## [ASSIGNED TASK]
Copy the text on Epictetus and Stoicism word for word, starting at "No, it is not" and ending at "which he interprets.".

## [TEXT SECTION]
Epictetus, Discourses 1.17.7


“If he threatens me with death,” one says, “he compels me.”

 

No, it is not what he threatens you with which compels you, but your decision that it is better to do what you are bidden than to die. Once more then it is your own judgement which compels you—that is, will puts pressure on will. 

 

For if God had so created that portion of His own being which He has taken from Himself and given to us, that it could suffer hindrance or compulsion from another, He would cease to be God and to care for us as He must needs do. 

 

“This,” says the priest, “is what I find in the sacrifice, this is God's sign to you: if you will, you are free; if you will, you will blame no one, you will accuse no one; everything shall be in accordance with your own mind and the mind of God.”

 

This is the prophecy which draws me to consult this seer and philosopher, and his interpretation makes me admire not him but the truths which he interprets. 

—from Epictetus, Discourses 1.17

 

At the most practical level, I have found that the biggest obstacle people face in accepting Stoicism is its insistence that we are granted an authority over our own minds and wills. Yes, there may be an aversion to the claim that virtue is the only complete human good, and the corresponding indifference regarding pleasure, wealth, and fame, but the greatest confusion seems to arise regarding a complete responsibility for our judgments. 

 

“A lot of times I don’t really have a choice in what I need to do. My thoughts follow their own path, and my decisions are made for me by the situations.”

 

It seems odd how those who are so confident of their ability to go out and master the world are often so sheepish about mastering themselves.

## [LISTED RECORDS]
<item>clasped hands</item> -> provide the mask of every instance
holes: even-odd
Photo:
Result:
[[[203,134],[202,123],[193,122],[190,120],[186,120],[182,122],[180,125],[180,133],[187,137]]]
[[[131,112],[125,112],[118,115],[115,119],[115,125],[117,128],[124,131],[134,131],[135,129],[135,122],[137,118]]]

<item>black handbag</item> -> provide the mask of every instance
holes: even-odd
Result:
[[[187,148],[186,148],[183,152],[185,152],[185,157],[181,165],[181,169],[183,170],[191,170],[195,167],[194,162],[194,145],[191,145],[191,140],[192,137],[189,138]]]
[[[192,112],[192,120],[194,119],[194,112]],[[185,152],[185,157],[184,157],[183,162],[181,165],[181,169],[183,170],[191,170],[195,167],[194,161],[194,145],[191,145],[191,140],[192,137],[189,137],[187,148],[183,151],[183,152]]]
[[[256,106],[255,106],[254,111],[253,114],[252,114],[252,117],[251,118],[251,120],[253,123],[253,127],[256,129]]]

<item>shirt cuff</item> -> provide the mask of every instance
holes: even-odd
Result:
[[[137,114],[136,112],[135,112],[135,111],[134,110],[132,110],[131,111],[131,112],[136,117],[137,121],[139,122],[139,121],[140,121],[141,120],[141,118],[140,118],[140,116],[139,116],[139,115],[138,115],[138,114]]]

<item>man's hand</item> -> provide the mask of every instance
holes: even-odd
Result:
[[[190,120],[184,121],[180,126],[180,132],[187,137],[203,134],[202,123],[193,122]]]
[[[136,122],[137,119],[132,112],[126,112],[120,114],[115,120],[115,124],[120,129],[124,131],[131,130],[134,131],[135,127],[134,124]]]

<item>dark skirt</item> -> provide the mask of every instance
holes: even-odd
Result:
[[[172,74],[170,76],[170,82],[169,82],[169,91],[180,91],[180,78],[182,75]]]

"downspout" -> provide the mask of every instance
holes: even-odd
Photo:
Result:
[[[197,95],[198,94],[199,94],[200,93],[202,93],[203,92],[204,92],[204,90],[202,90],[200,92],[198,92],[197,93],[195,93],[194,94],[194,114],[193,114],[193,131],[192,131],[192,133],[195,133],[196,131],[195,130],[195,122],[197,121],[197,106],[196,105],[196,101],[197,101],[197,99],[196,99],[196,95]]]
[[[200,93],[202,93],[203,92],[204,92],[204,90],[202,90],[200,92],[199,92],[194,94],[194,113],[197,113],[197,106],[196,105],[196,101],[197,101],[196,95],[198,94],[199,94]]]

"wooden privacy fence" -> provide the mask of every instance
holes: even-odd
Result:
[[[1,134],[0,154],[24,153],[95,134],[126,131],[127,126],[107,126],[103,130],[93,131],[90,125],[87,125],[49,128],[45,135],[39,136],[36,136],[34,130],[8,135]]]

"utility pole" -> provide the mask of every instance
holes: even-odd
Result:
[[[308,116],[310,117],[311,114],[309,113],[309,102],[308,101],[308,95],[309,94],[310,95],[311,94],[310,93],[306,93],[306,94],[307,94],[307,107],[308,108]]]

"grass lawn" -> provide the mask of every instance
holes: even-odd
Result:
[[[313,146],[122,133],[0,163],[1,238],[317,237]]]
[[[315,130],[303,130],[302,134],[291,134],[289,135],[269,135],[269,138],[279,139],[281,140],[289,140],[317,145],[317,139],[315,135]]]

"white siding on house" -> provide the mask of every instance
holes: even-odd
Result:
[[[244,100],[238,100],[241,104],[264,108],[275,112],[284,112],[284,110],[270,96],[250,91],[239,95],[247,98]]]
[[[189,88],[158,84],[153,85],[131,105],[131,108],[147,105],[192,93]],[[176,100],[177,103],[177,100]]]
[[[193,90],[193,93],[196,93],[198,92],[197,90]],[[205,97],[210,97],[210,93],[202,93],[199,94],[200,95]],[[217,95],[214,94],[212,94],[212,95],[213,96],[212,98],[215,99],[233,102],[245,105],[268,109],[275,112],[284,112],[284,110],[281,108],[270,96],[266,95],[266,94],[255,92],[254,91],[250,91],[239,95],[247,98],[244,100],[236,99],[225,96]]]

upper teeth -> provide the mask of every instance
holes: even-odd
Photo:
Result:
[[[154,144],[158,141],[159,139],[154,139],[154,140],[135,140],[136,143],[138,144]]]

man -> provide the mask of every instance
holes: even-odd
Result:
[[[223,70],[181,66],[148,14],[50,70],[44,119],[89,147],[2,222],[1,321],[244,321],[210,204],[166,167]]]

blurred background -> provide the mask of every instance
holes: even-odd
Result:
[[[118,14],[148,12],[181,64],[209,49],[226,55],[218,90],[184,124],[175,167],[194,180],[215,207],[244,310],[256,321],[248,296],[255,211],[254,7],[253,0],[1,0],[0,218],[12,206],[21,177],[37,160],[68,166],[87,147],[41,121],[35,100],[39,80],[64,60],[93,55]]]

## [REPLY TO THE TASK]
No, it is not what he threatens you with which compels you, but your decision that it is better to do what you are bidden than to die. Once more then it is your own judgement which compels you—that is, will puts pressure on will. 

 

For if God had so created that portion of His own being which He has taken from Himself and given to us, that it could suffer hindrance or compulsion from another, He would cease to be God and to care for us as He must needs do. 

 

“This,” says the priest, “is what I find in the sacrifice, this is God's sign to you: if you will, you are free; if you will, you will blame no one, you will accuse no one; everything shall be in accordance with your own mind and the mind of God.”

 

This is the prophecy which draws me to consult this seer and philosopher, and his interpretation makes me admire not him but the truths which he interprets.